> [TASK OBJECTIVE] The required output is the exact sequence of lines from the line holding "Give the innermost point of each instance of the hotel" to the end of the records, inclusive.

+++

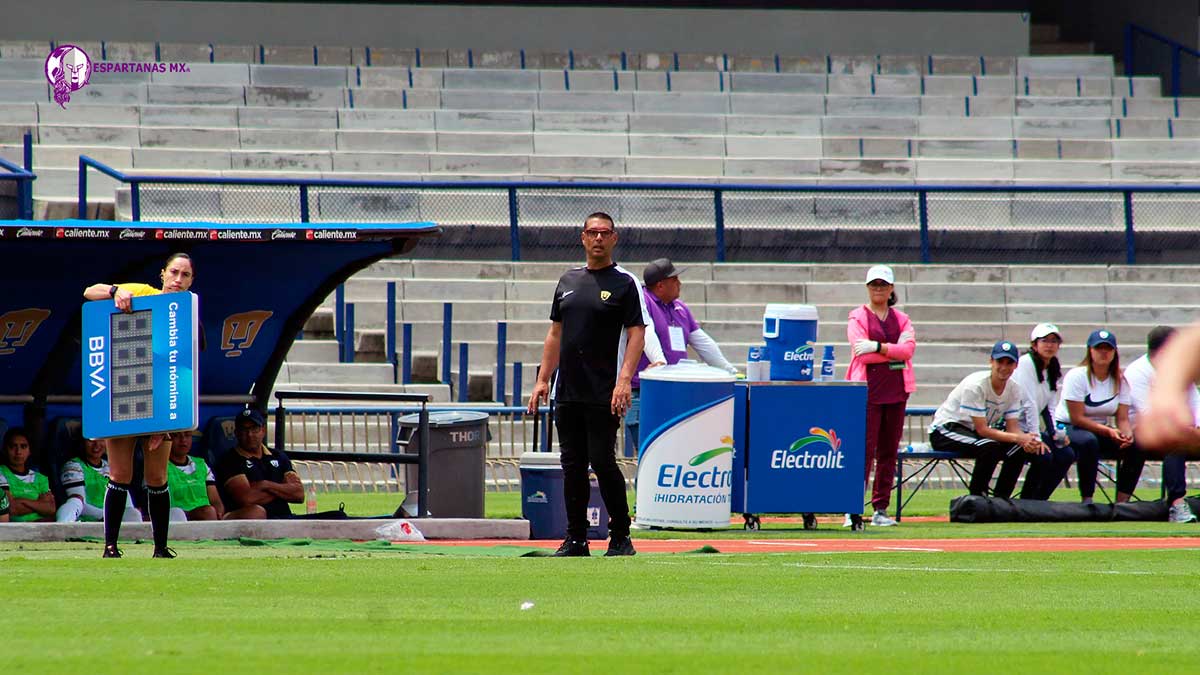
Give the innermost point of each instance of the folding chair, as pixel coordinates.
(931, 458)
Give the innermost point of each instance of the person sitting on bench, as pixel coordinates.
(1140, 375)
(982, 420)
(1093, 392)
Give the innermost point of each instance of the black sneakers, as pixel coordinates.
(574, 548)
(621, 545)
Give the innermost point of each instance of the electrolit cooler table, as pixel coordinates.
(799, 447)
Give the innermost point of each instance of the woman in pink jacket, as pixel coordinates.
(882, 340)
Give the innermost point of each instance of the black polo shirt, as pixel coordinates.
(273, 466)
(595, 306)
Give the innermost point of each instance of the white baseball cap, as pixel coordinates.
(1043, 329)
(882, 273)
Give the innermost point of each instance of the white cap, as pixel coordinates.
(882, 273)
(1043, 329)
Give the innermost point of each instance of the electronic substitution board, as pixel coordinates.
(139, 372)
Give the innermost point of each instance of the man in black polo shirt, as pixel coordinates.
(256, 482)
(597, 333)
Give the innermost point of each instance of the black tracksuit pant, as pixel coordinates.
(587, 434)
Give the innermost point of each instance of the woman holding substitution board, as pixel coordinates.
(177, 276)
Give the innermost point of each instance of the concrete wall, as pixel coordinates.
(585, 29)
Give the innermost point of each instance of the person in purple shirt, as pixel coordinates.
(676, 330)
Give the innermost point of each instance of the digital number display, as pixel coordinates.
(132, 365)
(139, 372)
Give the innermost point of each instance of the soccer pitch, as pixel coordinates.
(377, 608)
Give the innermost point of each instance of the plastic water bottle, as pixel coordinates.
(827, 369)
(311, 499)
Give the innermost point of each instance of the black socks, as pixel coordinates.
(159, 505)
(115, 497)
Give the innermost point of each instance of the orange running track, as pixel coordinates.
(867, 544)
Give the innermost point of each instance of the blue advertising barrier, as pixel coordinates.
(798, 447)
(258, 285)
(139, 374)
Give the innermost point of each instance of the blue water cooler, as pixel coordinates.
(791, 334)
(541, 499)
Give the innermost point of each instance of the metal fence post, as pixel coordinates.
(514, 225)
(280, 425)
(339, 315)
(406, 368)
(516, 384)
(1131, 244)
(423, 466)
(1176, 72)
(463, 359)
(719, 216)
(390, 330)
(25, 193)
(348, 333)
(1129, 48)
(447, 318)
(502, 339)
(923, 213)
(82, 211)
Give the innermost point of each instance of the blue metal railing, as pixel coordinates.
(921, 192)
(24, 178)
(1177, 52)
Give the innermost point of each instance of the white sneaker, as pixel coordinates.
(1181, 513)
(881, 520)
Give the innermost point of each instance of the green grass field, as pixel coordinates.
(339, 607)
(318, 609)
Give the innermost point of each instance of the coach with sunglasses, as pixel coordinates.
(597, 334)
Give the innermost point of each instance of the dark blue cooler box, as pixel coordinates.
(541, 500)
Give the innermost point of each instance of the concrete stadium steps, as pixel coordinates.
(972, 308)
(517, 59)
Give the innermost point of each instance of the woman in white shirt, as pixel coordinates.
(1039, 375)
(1091, 394)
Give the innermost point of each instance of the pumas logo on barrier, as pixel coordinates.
(67, 69)
(807, 453)
(240, 330)
(18, 327)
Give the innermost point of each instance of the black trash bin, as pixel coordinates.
(457, 452)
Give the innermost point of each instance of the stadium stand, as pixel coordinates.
(450, 114)
(833, 118)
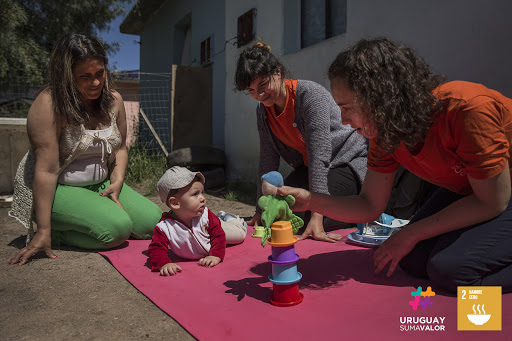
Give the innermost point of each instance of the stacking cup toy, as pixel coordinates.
(285, 277)
(258, 231)
(283, 255)
(286, 295)
(285, 274)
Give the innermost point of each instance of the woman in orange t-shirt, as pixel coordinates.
(299, 122)
(456, 135)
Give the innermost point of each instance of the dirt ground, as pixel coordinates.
(79, 295)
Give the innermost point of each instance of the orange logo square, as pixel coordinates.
(478, 308)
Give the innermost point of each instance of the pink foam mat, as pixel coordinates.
(343, 298)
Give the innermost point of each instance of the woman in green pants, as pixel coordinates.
(71, 179)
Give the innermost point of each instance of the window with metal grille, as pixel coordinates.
(206, 50)
(322, 19)
(245, 32)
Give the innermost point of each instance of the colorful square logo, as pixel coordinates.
(478, 308)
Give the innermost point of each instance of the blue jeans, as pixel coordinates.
(478, 255)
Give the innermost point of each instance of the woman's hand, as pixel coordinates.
(315, 229)
(113, 191)
(302, 197)
(393, 250)
(255, 220)
(42, 241)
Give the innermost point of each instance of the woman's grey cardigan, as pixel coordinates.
(329, 144)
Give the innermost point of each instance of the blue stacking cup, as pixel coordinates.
(286, 273)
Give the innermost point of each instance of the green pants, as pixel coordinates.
(83, 218)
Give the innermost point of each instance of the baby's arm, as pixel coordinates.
(217, 240)
(157, 251)
(170, 269)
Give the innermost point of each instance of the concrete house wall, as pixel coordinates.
(462, 39)
(162, 40)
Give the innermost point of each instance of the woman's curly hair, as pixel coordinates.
(256, 61)
(71, 50)
(394, 87)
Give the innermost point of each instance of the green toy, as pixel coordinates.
(277, 208)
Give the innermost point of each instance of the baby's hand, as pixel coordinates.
(170, 269)
(209, 261)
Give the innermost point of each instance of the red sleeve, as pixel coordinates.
(217, 236)
(379, 161)
(157, 250)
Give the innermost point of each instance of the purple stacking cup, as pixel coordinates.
(283, 255)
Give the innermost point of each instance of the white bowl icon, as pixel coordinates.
(479, 319)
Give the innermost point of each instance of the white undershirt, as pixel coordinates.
(89, 167)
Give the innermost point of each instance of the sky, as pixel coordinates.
(127, 58)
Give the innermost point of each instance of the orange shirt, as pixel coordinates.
(472, 137)
(282, 125)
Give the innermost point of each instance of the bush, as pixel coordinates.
(144, 169)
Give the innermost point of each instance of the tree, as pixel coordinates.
(30, 28)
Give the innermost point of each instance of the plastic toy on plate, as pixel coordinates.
(373, 234)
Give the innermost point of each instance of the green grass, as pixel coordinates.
(237, 191)
(144, 170)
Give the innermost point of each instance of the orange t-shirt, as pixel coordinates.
(471, 136)
(282, 125)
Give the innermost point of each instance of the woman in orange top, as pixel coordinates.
(456, 135)
(299, 121)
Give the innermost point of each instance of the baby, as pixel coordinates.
(189, 229)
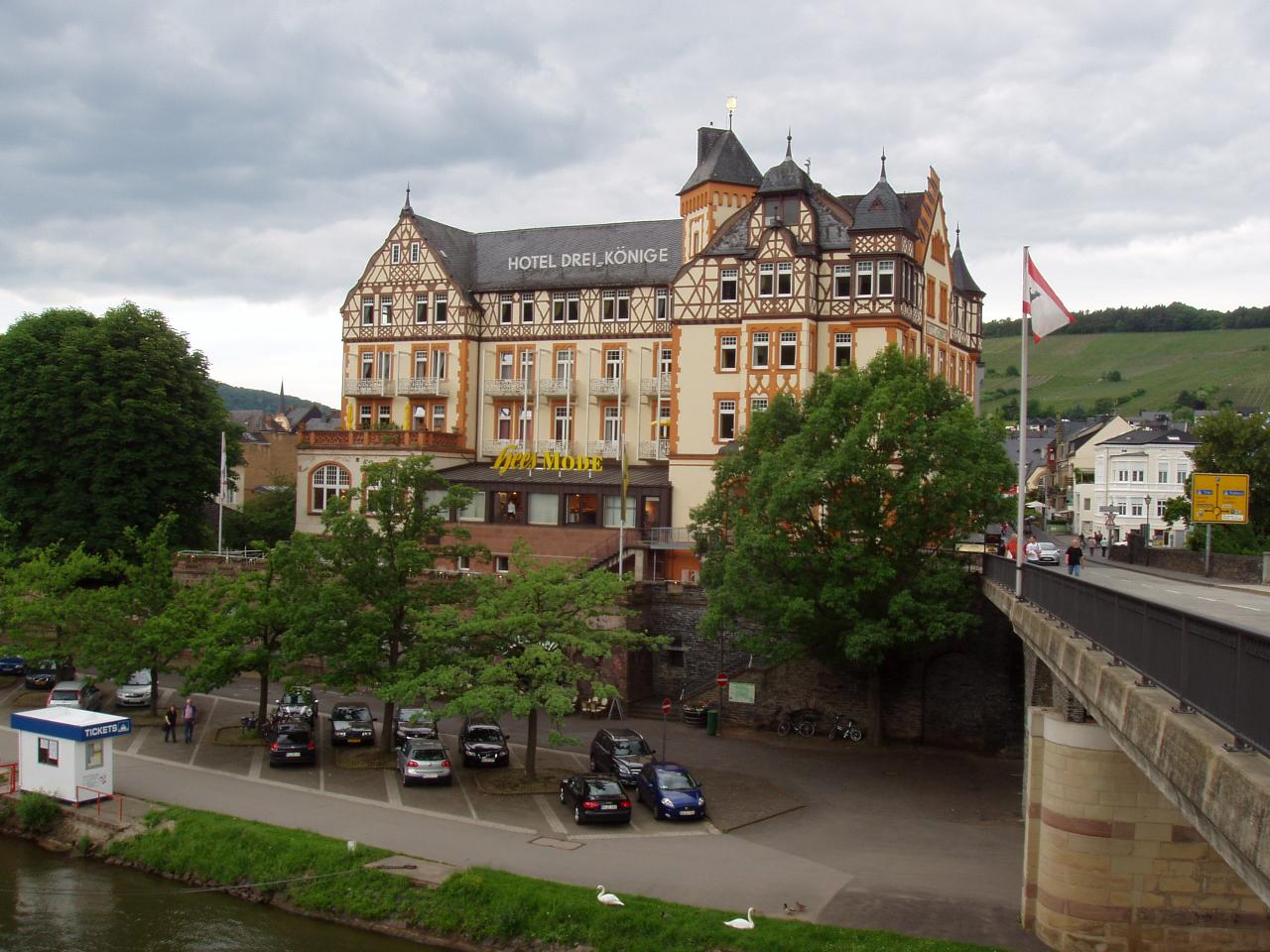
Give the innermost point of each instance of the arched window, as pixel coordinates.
(327, 483)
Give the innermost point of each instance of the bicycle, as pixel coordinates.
(802, 722)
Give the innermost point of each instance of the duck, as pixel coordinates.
(607, 898)
(747, 923)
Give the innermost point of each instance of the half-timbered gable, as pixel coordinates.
(653, 341)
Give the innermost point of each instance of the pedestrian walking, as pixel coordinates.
(190, 716)
(1075, 553)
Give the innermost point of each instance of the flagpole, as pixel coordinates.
(1020, 488)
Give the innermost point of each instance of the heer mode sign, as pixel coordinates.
(1219, 498)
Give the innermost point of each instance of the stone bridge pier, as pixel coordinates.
(1143, 832)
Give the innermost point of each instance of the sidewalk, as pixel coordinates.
(1065, 540)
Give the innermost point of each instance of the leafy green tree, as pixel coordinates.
(1230, 443)
(107, 422)
(266, 520)
(148, 621)
(822, 534)
(529, 643)
(381, 547)
(45, 601)
(268, 617)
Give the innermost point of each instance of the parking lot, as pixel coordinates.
(915, 839)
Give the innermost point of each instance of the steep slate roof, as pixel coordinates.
(786, 177)
(721, 158)
(961, 280)
(881, 208)
(495, 248)
(1137, 438)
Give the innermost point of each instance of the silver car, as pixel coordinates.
(423, 761)
(135, 692)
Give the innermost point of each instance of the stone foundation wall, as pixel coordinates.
(1110, 865)
(960, 693)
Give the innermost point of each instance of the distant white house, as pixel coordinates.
(1134, 475)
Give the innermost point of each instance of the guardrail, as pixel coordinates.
(1213, 667)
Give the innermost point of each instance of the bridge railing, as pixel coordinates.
(1219, 669)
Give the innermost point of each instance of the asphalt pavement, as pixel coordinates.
(912, 839)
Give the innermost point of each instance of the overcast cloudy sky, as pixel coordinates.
(234, 164)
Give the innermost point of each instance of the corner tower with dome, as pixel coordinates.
(653, 341)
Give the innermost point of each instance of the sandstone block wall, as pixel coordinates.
(1110, 865)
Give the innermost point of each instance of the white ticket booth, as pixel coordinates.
(66, 753)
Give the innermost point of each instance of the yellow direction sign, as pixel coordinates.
(1219, 497)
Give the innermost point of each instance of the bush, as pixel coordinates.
(39, 812)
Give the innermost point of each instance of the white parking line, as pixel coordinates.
(545, 806)
(347, 797)
(462, 788)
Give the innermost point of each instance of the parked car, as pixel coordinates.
(135, 692)
(352, 724)
(671, 791)
(423, 760)
(1048, 553)
(594, 797)
(81, 693)
(414, 722)
(621, 752)
(14, 664)
(42, 674)
(298, 703)
(483, 743)
(294, 744)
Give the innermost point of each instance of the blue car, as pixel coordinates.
(13, 665)
(671, 792)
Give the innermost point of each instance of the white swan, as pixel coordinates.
(747, 923)
(608, 898)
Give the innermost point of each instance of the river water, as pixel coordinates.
(54, 902)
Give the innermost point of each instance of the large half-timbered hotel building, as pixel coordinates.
(653, 339)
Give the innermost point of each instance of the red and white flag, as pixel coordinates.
(1047, 311)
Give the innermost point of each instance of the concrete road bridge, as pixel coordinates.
(1147, 779)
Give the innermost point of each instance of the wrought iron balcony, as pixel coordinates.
(654, 449)
(517, 386)
(558, 386)
(648, 386)
(368, 386)
(423, 386)
(606, 386)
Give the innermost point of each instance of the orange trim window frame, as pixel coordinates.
(336, 489)
(719, 399)
(738, 336)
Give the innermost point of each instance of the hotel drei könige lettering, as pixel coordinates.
(516, 458)
(589, 259)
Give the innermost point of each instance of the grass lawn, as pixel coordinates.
(477, 904)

+++

> [RESPONSE TO THIS EXERCISE]
Give the innermost point of each instance of the hotel drei könige lettering, as pixel coordinates.
(516, 458)
(589, 259)
Give the innermost point of each instance of the grass lawn, as pixel coordinates.
(477, 904)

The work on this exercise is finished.